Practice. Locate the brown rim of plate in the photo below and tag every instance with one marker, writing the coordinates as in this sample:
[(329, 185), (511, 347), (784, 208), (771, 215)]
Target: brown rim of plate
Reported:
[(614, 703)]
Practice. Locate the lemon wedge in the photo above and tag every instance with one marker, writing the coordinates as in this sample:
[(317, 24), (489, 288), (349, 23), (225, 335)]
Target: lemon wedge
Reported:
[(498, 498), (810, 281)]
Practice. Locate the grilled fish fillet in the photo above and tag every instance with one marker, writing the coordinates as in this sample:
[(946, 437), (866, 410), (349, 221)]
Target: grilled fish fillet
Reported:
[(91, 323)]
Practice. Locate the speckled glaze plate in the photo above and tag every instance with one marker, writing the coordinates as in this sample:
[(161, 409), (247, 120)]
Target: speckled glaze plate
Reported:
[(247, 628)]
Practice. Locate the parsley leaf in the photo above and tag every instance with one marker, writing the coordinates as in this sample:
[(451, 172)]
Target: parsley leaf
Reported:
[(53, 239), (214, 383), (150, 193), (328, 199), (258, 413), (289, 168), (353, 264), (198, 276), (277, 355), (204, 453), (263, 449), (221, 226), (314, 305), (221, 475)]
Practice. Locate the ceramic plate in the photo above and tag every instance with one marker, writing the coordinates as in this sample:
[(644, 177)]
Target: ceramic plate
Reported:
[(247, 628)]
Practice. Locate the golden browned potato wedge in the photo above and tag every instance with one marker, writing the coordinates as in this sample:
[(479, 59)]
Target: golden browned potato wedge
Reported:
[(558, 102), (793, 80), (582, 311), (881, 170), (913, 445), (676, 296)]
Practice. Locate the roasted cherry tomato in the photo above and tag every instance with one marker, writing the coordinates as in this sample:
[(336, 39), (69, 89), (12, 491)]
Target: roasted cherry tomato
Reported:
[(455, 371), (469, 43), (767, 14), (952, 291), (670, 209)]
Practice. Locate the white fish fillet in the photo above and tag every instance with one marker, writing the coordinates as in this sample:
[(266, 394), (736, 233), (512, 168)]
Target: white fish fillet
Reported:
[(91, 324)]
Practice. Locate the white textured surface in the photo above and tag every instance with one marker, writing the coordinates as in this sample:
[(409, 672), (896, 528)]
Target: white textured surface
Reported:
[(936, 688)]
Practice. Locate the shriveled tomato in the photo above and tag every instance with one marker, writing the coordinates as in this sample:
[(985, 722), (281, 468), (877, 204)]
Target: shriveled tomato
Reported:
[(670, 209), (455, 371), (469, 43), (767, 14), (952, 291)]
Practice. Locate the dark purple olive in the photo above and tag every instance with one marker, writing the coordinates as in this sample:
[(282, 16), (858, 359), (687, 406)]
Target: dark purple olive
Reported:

▶ Task details: Repeat all the entries above without altering anything.

▶ Solution below:
Practice. Locate the brown rim of plate in the photo below and tag every instance with one marker, writing the coordinates as in this sample:
[(329, 185), (511, 347), (784, 208), (771, 215)]
Target: brown rim of plate
Reported:
[(614, 703)]
Practice. Locate the lemon wedge in the photo above and tag every instance with one marker, writing the coordinates as in this sample:
[(317, 24), (489, 288), (349, 23), (225, 335)]
Target: lemon wedge
Reported:
[(498, 498), (810, 281)]
Practice. Locate the grilled fish fillet in the photo above and tag every instance with one marker, writing the coordinates as in this sample:
[(946, 437), (866, 410), (349, 221)]
Target: grilled fish fillet
Reported:
[(91, 323)]
Practice. Locate the speckled glaze plate in the photo above and tag every instance with one marker, writing the coordinates as in this sample:
[(161, 409), (247, 120)]
Target: speckled glaze plate
Reported:
[(247, 628)]
Practice. Locate the parsley leaf in the photo above and tag every instance with one marker, writing the coordinates as in this sample:
[(451, 172)]
Target: parsley leaf
Reported:
[(53, 239), (214, 383), (150, 193), (328, 199), (258, 413), (289, 168), (353, 264), (198, 276), (277, 355), (204, 453), (263, 449), (221, 226), (314, 305), (221, 475)]
Practice. Locate the ceramic plate in the photo above and tag every instance with one marker, writing the coordinates as in this sample:
[(644, 177)]
Target: ceramic plate
Reported:
[(247, 628)]
Practice. Locate the golden browned potato wedge in the photo above and tag every instance with one marker, writing the coordinates as in this sample:
[(479, 59)]
Target: golden browned potato wedge
Reported:
[(558, 102), (793, 80), (582, 311), (881, 170), (913, 445), (676, 296)]
Practice. Locate the roasted cherry tomato in the photo above and tag every instance with one marker, writing the coordinates as in this sample:
[(336, 39), (69, 89), (12, 491)]
Target: roasted cherry tomato
Reported:
[(455, 371), (469, 43), (767, 14), (952, 291), (670, 209)]
Practice. Locate the white fish fillet in the photo above and tag every instance with one marker, writing the coordinates as in this sample:
[(266, 394), (736, 233), (512, 168)]
Target: white fish fillet
Reported:
[(91, 324)]
Practice. Locate the white textured surface in the photo above and tag every instance with one marker, writing the coordinates as in this sample:
[(409, 672), (896, 528)]
Target: white textured surface
Reported:
[(936, 688)]
Practice. Locate the shriveled tomato in the photo above and tag every instance with one marker, writing the coordinates as in this sample:
[(985, 722), (281, 468), (877, 204)]
Target: shriveled tomato
Reported:
[(670, 209), (455, 371), (469, 43), (767, 14), (952, 291)]
Practice. Locate the dark purple olive in the photo above and tag every instance with one marker, writing the coordinates as in this sample:
[(282, 16), (858, 359), (687, 406)]
Target: dark purple olive
Reported:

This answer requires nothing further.